## BEGIN

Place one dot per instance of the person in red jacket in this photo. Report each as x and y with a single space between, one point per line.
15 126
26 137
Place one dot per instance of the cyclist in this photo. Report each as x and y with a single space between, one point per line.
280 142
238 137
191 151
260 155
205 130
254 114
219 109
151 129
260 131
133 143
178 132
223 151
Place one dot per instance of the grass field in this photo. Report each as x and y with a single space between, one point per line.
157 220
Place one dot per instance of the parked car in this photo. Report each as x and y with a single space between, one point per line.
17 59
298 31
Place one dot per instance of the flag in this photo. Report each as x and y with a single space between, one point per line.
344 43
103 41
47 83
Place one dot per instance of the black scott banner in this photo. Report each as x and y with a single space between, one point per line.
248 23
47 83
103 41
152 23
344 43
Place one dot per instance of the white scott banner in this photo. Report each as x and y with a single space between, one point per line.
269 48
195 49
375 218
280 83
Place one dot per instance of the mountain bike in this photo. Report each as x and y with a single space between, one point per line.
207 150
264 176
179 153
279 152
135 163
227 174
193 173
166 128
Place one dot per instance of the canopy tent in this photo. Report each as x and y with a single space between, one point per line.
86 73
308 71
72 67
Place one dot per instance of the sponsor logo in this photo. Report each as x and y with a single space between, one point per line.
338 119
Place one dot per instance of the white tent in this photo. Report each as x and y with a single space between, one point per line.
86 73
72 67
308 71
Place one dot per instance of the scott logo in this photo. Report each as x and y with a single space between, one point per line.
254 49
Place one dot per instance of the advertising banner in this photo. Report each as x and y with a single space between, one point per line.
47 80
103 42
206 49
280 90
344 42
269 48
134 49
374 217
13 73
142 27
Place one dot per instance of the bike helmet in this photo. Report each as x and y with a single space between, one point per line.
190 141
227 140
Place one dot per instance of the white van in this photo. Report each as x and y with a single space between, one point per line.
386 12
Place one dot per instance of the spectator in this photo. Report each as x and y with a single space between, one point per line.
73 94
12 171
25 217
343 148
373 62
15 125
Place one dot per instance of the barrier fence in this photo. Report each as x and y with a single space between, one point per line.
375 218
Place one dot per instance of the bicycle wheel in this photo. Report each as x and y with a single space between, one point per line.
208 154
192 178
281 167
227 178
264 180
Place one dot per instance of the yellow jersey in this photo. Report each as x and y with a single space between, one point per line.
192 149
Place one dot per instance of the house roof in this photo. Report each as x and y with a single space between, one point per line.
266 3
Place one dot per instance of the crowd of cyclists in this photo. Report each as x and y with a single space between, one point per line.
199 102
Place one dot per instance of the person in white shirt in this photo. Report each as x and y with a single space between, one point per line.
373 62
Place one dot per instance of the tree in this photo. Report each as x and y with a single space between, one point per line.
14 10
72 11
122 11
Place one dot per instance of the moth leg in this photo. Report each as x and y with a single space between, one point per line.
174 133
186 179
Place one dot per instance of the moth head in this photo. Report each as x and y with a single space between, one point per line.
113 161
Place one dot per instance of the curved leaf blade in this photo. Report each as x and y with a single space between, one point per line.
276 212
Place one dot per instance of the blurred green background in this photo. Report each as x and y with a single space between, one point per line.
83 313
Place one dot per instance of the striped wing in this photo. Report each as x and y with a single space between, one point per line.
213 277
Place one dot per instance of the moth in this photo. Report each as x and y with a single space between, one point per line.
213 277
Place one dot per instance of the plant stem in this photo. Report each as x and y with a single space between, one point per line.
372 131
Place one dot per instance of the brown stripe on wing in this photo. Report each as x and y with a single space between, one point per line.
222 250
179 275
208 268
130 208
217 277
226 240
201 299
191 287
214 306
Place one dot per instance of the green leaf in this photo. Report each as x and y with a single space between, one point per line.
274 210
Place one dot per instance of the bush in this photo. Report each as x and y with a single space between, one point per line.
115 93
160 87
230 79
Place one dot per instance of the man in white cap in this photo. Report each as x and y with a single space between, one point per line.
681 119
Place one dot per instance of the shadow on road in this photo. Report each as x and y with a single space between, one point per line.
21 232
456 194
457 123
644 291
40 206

## END
## BEGIN

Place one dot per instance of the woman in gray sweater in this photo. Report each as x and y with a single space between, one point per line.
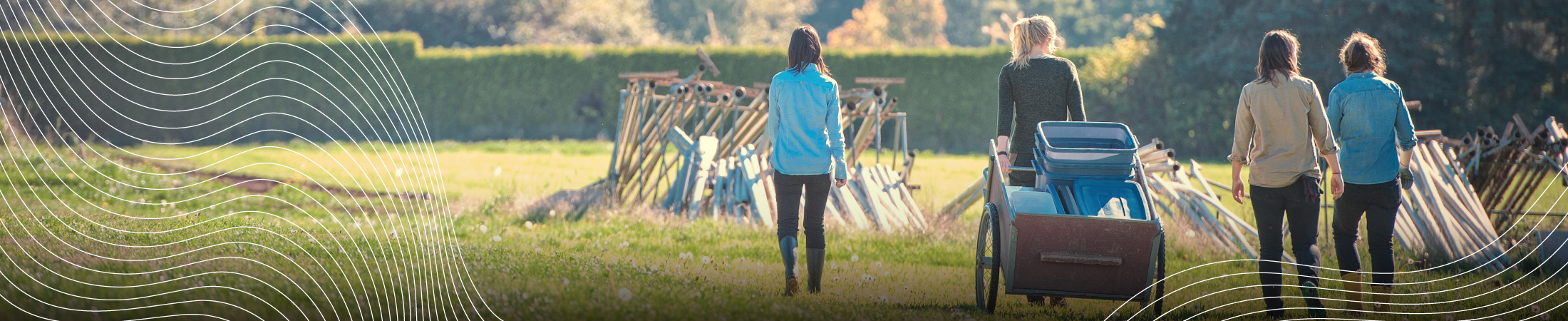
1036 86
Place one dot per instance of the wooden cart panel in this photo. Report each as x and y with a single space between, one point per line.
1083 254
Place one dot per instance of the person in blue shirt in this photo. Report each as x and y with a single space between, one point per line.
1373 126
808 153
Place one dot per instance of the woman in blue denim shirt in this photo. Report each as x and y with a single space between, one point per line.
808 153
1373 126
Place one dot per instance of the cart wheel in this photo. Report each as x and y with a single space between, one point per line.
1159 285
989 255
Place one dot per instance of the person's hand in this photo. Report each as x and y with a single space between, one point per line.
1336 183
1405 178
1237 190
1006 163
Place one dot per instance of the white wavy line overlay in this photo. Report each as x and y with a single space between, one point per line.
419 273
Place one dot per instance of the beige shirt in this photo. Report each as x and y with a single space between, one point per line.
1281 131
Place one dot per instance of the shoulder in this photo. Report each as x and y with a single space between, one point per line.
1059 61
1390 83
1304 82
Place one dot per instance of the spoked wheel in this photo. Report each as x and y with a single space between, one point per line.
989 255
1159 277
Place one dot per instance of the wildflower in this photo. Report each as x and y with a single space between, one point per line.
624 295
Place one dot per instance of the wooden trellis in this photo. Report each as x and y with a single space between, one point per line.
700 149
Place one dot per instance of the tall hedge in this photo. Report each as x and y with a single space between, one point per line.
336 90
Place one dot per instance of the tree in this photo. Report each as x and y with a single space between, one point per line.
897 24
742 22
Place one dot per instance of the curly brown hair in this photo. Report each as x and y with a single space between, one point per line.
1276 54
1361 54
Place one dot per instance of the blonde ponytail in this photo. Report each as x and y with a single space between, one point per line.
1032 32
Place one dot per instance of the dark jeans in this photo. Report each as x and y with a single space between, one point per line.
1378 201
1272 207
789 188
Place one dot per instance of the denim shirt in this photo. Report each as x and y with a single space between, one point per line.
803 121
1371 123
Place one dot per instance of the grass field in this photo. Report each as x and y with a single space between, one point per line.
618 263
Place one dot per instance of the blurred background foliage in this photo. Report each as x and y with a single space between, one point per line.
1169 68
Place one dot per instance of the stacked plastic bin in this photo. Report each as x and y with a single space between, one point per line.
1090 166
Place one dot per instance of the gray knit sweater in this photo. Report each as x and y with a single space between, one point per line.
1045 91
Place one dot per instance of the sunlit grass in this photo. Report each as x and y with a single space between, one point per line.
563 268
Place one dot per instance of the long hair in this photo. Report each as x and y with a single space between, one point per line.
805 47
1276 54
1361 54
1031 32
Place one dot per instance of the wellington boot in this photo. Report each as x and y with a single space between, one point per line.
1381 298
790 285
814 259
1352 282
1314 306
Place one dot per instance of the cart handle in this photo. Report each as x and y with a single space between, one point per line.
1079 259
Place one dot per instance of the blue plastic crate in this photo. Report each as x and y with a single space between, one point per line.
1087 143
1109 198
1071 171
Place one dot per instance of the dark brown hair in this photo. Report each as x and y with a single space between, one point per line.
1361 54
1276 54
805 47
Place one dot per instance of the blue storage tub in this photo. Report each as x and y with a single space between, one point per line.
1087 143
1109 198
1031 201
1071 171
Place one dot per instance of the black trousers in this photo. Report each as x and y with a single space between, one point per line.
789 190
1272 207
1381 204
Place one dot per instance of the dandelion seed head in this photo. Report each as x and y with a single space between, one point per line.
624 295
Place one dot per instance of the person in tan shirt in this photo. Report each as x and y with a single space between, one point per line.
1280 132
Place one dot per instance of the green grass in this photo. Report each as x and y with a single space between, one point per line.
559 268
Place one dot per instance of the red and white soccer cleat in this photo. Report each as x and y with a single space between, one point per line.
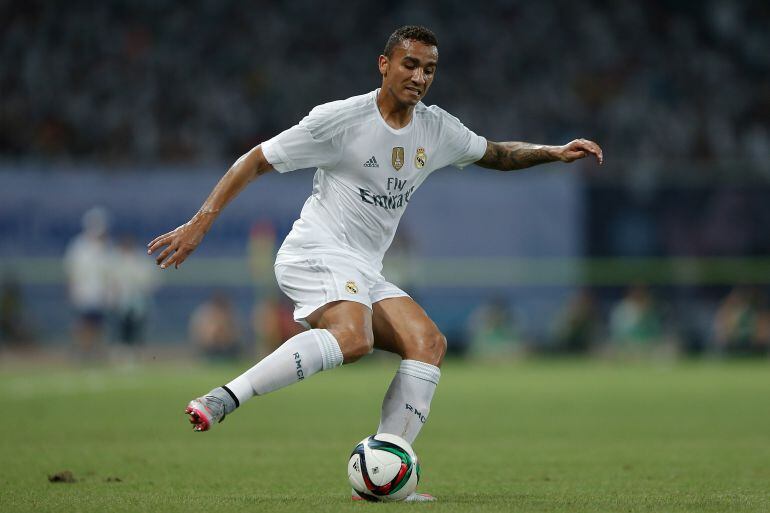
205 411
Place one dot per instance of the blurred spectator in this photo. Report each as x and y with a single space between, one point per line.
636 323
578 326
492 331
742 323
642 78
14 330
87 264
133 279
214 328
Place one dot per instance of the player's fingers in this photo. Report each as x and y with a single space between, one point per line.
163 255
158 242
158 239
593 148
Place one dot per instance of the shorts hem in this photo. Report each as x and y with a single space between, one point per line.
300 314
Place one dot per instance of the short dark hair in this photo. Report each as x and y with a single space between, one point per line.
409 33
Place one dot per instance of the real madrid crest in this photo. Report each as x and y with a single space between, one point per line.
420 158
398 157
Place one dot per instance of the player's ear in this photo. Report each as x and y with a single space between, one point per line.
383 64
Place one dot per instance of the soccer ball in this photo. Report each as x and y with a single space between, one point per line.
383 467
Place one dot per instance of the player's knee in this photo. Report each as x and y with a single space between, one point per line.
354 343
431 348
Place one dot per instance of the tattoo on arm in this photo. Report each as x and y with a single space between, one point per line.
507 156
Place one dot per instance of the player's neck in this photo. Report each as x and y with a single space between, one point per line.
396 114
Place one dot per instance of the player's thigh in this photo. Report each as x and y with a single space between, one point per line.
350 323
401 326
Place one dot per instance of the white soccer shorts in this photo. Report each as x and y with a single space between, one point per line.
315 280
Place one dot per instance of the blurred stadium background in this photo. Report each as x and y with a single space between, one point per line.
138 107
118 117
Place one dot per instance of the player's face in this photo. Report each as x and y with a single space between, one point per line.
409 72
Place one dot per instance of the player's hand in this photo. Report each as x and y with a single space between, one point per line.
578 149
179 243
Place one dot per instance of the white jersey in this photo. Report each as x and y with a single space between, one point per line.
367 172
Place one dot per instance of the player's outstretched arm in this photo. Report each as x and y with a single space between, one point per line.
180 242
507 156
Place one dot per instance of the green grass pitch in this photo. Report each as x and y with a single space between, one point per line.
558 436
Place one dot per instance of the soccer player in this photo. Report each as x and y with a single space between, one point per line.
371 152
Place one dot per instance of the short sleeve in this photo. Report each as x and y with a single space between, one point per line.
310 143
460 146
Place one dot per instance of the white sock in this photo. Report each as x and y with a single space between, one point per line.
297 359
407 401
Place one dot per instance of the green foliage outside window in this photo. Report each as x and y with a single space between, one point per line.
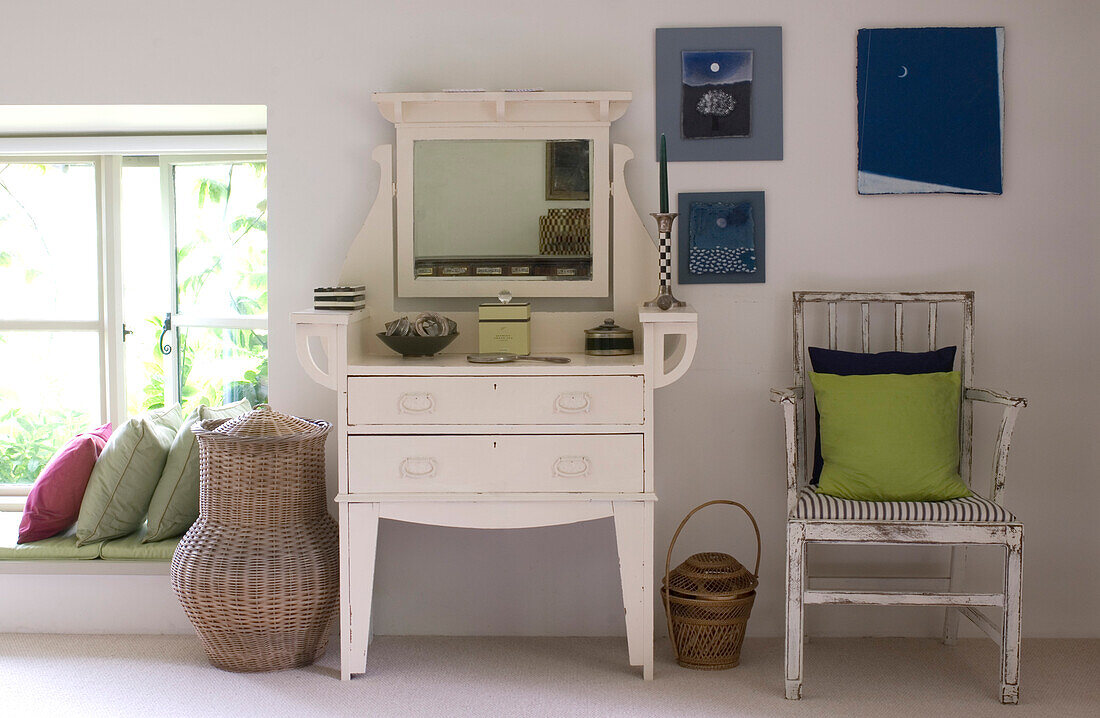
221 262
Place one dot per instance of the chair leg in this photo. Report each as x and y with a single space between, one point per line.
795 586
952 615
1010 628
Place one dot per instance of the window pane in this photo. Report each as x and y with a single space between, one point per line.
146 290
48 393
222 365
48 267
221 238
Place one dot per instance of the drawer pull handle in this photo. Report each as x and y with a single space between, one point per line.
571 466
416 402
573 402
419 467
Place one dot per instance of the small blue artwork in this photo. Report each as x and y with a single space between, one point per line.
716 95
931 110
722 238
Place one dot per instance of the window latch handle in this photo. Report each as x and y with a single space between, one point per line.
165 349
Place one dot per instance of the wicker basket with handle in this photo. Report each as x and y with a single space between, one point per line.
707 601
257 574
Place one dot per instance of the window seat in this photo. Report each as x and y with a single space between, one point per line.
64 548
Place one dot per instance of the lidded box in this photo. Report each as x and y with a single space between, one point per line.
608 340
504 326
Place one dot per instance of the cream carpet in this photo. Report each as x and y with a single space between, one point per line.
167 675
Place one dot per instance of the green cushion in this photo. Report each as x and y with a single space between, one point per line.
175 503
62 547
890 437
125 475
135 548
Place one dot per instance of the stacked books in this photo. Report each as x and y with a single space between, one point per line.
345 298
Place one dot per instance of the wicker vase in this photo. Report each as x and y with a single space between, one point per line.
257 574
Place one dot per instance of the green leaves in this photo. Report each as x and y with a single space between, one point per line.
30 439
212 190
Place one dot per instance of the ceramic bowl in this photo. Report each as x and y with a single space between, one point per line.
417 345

## END

What to produce >>
Find every row above that contains the word "blue" and copy each of those rows in full. Case counts, so match uppercase and lowercase letters exactly.

Response >>
Place one dot per instance of the person in blue shirt in this photo. Report each as x and y with a single space between, one point per line.
Place one dot per instance of the woman in blue denim shirt in this photo. Report each as x and y with a single space between, one point per line.
Place one dot per instance of the blue plastic crate in this photo. Report each as x and y with a single space between, one point per line.
Place one dot per instance of the blue storage tub in this photo. Report each as x and y with a single space between, one point per line.
Place one dot per instance of the small blue artwork in this photo. Report each as x and y with a single space between, one point per line.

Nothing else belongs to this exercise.